PROBLEM REQUIREMENTS: Your answer must be the full listing, reproduced exactly, minus any pictures.

┌──

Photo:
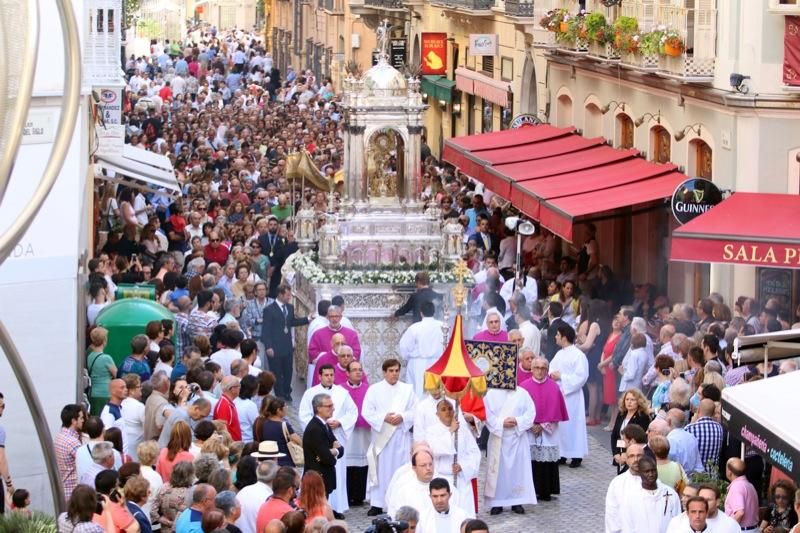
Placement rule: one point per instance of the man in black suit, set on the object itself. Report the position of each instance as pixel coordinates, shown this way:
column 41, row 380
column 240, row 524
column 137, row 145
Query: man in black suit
column 483, row 239
column 423, row 294
column 320, row 447
column 276, row 334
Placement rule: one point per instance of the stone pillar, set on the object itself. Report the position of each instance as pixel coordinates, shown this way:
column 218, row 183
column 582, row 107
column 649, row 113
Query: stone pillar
column 413, row 167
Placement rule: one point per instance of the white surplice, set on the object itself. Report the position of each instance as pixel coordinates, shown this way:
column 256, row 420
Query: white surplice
column 390, row 446
column 421, row 345
column 509, row 480
column 434, row 522
column 574, row 369
column 648, row 511
column 346, row 413
column 442, row 443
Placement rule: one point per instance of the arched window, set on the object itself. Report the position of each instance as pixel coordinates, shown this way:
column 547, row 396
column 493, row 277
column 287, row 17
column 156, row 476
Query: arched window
column 564, row 111
column 624, row 133
column 700, row 159
column 661, row 144
column 592, row 121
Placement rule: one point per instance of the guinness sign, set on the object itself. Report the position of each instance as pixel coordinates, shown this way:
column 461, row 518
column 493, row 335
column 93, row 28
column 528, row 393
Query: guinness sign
column 694, row 197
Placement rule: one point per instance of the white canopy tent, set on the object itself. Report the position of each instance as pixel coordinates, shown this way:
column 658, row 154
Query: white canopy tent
column 140, row 169
column 763, row 415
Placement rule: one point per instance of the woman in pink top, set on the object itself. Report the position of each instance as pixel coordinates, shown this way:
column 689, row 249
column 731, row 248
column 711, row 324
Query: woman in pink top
column 177, row 450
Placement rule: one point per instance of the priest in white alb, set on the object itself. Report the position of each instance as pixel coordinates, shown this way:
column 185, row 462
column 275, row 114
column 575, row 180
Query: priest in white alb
column 509, row 480
column 458, row 465
column 389, row 410
column 341, row 422
column 421, row 346
column 570, row 369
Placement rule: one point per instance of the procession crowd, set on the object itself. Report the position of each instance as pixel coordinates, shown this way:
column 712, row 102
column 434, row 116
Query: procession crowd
column 191, row 431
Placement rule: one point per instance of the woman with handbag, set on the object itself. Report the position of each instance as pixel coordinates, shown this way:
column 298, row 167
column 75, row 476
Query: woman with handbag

└──

WRITTEN SOLUTION:
Photo:
Placement rule: one point per instance of the man in black suit, set on the object itself. Report the position of each instance as pixel coordinates, shown this way:
column 41, row 380
column 240, row 524
column 137, row 145
Query: man in black suit
column 483, row 239
column 423, row 294
column 320, row 447
column 276, row 334
Placement rule: one point per instance of the stone pillar, set on the object itself. Report the position of each instance as pixel coordinates, shown this way:
column 218, row 183
column 582, row 107
column 649, row 113
Query: stone pillar
column 413, row 167
Placement rule: one point per instance of the white surplice, set on the object itself. Report the position of each instance as pixel coordinates, shown this way:
column 256, row 420
Query: white surplice
column 390, row 446
column 421, row 345
column 509, row 480
column 434, row 522
column 574, row 369
column 648, row 511
column 346, row 413
column 442, row 443
Placement rule: one point per instance of the arched window, set on the object itself. Report the position of each instance as pixel coordinates, shown this way:
column 547, row 396
column 493, row 277
column 287, row 17
column 156, row 476
Query: arched window
column 564, row 111
column 624, row 133
column 700, row 159
column 661, row 144
column 592, row 121
Placement rule: one point per instance of the guinness sign, set on the object itself. Report the position of each instance as pixel coordinates, shown this way:
column 461, row 518
column 493, row 335
column 93, row 28
column 528, row 393
Query: guinness sign
column 694, row 197
Placement rule: one point per instance of the white canopy tent, set on the object itself. Report the position of each instance as pixel coordinates, shown this way:
column 658, row 154
Query: white canopy tent
column 140, row 169
column 763, row 415
Placement rule: one point per instance of the woman in pink top, set on the object itself. Report the position of each instance as pixel coordinates, shown this way:
column 689, row 249
column 731, row 248
column 711, row 324
Query: woman in pink top
column 177, row 450
Placement rule: one point per instance of the priest in white alb, set on the object itself. Report the position of each instance as pixel coordinates, shown this way:
column 185, row 462
column 275, row 114
column 575, row 180
Query: priest in white alb
column 509, row 480
column 458, row 465
column 389, row 410
column 341, row 422
column 421, row 346
column 570, row 369
Placement rule: one point per instance of the procession crowd, set on the object itself. Report the position of each instance as pixel coordinates, shown this way:
column 712, row 102
column 434, row 116
Query: procession crowd
column 191, row 431
Placement rule: one point per instance of the woman with handbag, set on the object itself. Report the position of each instance as pixel coordinates, shown this way:
column 298, row 167
column 75, row 476
Query: woman with handbag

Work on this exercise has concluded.